— Begin Entries shown —

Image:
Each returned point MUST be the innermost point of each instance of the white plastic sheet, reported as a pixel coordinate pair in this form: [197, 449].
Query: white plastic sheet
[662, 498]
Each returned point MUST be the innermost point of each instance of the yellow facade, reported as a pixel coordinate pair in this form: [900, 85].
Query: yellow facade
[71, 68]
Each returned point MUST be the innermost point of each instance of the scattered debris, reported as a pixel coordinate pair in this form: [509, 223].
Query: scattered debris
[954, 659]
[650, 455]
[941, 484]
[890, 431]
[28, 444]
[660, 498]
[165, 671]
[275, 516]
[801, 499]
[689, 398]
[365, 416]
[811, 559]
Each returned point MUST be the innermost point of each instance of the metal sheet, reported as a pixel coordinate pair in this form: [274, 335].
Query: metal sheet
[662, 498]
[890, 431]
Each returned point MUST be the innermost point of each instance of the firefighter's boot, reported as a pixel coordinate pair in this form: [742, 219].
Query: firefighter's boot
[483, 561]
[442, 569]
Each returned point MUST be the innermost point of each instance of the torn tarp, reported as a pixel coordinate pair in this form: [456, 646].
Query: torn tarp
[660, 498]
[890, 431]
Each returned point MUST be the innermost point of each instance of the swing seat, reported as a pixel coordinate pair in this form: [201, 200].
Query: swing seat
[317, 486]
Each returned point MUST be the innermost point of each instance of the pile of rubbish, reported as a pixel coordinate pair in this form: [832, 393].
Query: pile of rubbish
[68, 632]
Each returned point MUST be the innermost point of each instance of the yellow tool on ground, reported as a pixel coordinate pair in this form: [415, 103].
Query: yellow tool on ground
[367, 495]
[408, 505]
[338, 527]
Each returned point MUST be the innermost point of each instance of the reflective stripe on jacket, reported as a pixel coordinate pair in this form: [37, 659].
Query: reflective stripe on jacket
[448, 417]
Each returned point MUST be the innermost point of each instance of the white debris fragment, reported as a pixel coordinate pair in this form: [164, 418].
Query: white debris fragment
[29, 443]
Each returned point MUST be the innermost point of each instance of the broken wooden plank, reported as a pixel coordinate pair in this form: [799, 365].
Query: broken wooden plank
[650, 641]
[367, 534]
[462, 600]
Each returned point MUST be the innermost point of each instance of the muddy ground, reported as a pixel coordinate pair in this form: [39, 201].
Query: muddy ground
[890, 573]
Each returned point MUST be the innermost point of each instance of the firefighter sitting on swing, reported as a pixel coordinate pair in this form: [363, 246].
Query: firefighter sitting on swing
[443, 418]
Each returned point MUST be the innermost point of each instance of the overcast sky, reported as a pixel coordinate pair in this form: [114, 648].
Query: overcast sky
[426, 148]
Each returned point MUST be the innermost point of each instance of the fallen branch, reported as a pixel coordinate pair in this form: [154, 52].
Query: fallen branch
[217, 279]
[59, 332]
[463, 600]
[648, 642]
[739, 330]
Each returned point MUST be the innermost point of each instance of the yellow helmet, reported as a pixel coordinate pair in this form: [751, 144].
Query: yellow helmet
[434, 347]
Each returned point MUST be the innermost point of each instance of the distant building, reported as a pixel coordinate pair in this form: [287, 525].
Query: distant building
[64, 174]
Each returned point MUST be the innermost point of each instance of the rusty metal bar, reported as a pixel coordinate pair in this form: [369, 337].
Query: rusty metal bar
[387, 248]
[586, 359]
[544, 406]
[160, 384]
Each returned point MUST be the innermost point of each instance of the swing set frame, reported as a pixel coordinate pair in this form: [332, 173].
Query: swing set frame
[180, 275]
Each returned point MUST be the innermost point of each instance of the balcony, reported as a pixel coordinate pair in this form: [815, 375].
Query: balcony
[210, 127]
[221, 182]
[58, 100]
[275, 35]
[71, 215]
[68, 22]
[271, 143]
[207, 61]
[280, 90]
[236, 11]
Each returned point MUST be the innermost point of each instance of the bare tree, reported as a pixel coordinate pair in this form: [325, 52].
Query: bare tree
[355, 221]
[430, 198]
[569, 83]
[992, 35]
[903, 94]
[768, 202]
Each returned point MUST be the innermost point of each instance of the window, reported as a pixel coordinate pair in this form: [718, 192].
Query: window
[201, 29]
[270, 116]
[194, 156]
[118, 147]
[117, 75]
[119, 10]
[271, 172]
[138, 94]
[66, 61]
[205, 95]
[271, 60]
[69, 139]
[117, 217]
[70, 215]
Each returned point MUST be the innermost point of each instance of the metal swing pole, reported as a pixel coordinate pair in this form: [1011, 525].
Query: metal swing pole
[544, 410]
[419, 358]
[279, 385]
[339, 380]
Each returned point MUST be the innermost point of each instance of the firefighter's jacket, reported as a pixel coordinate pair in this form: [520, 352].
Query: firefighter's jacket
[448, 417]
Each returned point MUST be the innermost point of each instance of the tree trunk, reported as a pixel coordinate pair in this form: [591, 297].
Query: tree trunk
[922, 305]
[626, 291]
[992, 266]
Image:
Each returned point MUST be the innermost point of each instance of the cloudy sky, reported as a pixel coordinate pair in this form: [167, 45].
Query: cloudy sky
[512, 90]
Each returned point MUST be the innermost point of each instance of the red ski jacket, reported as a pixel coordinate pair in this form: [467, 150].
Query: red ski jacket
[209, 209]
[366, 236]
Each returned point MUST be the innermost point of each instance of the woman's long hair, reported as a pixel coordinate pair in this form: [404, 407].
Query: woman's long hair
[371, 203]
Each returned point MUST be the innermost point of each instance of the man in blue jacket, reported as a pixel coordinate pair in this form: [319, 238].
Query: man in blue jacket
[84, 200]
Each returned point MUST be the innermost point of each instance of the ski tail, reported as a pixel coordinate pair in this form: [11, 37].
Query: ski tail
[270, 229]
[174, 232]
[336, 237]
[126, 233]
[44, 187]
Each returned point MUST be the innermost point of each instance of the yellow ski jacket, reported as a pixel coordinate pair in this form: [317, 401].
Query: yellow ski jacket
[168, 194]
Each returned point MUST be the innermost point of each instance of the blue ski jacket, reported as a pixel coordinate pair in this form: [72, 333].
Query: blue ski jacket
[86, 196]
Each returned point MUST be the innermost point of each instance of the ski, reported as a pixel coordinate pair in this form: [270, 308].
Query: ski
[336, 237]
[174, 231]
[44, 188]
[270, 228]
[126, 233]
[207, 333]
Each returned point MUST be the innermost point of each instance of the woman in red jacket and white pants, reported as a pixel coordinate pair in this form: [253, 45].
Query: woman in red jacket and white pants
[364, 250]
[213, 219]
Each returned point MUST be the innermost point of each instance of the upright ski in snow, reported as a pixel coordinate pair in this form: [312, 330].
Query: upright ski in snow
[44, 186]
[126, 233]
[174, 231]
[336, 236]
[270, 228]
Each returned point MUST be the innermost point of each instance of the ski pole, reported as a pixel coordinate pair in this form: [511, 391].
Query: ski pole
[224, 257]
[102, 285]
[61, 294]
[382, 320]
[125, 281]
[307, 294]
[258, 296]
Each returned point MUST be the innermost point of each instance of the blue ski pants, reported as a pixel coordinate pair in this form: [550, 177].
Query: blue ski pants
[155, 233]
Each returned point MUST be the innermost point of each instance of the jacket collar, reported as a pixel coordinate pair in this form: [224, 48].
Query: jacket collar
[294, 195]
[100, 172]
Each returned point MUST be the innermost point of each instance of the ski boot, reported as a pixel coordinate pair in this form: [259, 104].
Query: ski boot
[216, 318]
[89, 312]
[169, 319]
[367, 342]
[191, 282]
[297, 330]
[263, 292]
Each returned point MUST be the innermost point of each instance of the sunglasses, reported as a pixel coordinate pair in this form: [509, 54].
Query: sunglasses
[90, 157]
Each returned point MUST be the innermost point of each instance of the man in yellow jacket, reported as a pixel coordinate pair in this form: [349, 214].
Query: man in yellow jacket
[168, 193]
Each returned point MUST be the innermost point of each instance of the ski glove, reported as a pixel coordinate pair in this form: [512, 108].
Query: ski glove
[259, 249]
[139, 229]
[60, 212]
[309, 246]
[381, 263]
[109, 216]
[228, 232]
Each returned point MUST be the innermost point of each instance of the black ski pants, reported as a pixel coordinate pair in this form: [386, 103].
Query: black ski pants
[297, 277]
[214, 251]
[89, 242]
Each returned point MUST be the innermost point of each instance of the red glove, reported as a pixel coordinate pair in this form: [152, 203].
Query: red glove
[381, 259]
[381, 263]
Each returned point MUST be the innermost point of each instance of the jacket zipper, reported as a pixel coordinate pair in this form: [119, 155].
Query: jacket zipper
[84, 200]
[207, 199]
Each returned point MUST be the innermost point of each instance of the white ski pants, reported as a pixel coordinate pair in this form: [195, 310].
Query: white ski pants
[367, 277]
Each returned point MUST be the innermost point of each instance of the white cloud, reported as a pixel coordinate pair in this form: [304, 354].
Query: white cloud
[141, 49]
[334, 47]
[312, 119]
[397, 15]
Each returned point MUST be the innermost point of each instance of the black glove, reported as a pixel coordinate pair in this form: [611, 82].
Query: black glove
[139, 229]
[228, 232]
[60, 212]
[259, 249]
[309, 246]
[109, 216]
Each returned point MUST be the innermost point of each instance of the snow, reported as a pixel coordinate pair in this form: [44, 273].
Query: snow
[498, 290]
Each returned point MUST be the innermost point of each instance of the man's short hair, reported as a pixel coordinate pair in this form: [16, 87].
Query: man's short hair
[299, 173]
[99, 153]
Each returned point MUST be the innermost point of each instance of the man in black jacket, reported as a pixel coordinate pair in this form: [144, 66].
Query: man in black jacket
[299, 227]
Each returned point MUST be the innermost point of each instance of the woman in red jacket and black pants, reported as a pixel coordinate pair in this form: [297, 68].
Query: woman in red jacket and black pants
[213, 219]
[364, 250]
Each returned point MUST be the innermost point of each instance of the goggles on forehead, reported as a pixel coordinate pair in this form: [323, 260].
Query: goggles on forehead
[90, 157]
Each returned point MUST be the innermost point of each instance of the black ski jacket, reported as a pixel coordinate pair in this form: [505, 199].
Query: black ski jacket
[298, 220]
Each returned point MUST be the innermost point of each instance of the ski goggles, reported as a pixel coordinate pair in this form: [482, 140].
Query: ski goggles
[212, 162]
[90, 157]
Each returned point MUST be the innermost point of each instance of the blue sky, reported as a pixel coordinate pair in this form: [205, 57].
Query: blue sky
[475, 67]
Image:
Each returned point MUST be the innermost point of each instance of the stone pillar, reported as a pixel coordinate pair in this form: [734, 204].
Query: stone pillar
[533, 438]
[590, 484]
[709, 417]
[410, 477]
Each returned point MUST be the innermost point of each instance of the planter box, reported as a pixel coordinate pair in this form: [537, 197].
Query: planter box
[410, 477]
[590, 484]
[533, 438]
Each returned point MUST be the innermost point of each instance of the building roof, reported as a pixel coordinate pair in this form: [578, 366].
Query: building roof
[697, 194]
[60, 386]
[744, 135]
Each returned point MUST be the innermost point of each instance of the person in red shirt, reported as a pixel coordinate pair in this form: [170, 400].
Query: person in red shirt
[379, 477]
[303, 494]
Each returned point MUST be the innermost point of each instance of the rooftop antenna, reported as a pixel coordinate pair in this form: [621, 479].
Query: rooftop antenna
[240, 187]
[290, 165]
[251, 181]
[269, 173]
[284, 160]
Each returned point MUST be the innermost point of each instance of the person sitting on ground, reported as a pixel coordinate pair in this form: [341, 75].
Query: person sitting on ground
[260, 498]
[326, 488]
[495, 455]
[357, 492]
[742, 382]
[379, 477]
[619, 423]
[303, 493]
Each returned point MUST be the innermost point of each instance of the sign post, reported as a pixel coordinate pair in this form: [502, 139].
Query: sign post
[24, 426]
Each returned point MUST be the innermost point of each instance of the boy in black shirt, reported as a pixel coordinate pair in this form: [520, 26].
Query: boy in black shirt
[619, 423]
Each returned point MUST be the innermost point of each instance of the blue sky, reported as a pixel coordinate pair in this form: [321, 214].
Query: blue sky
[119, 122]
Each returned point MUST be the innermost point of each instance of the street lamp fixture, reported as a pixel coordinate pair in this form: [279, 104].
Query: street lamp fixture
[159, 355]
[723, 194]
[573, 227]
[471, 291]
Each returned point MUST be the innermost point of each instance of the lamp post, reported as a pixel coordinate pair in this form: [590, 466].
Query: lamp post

— End Entries shown —

### [What needs to be done]
Give the lines from the one containing "form: [170, 400]." through the end of the entries again, exactly as written and with no other lines.

### [Complete output]
Each returned point MUST be the innermost point of each instance of the person in red shirt, reported as a pixel coordinate pair in this form: [170, 400].
Query: person in red shirt
[379, 477]
[303, 494]
Each returned point MUST be the innermost point of each instance of the rooftop antenna, reported as a pixel coordinate pair in this form: [621, 479].
Query: rooftop antenna
[240, 187]
[290, 165]
[251, 181]
[269, 173]
[284, 160]
Each returned point MUST be the innermost point of each instance of the person sitting on ground, reported as a pixel coordinate pair in this form: [341, 75].
Query: person sitting on ground
[260, 498]
[326, 488]
[495, 455]
[357, 492]
[742, 382]
[379, 477]
[619, 423]
[303, 493]
Each returned point MUST be the innermost point of each instance of the sign post, reported as a pixel coordinate pair in this form: [502, 139].
Query: sign post
[24, 426]
Each returned point MUST be the innermost point of each instance of the boy in black shirt, reported as a pixel coordinate pair in this form: [520, 26].
Query: boy in black shirt
[619, 423]
Each returned point MUST be the innermost point of each instance of the blue sky, reported as a pixel coordinate pair in this form: [321, 214].
Query: blue sky
[119, 122]
Each returned point MUST be the innermost point of each instance of the street lamp fixture, reported as a pixel coordinate pair in this form: [279, 104].
Query: street lamp fixture
[159, 355]
[723, 194]
[573, 227]
[471, 291]
Each returned point MUST be the innermost point of each instance of the lamp post, reported as a pixel coordinate pair in this form: [590, 466].
Query: lamp post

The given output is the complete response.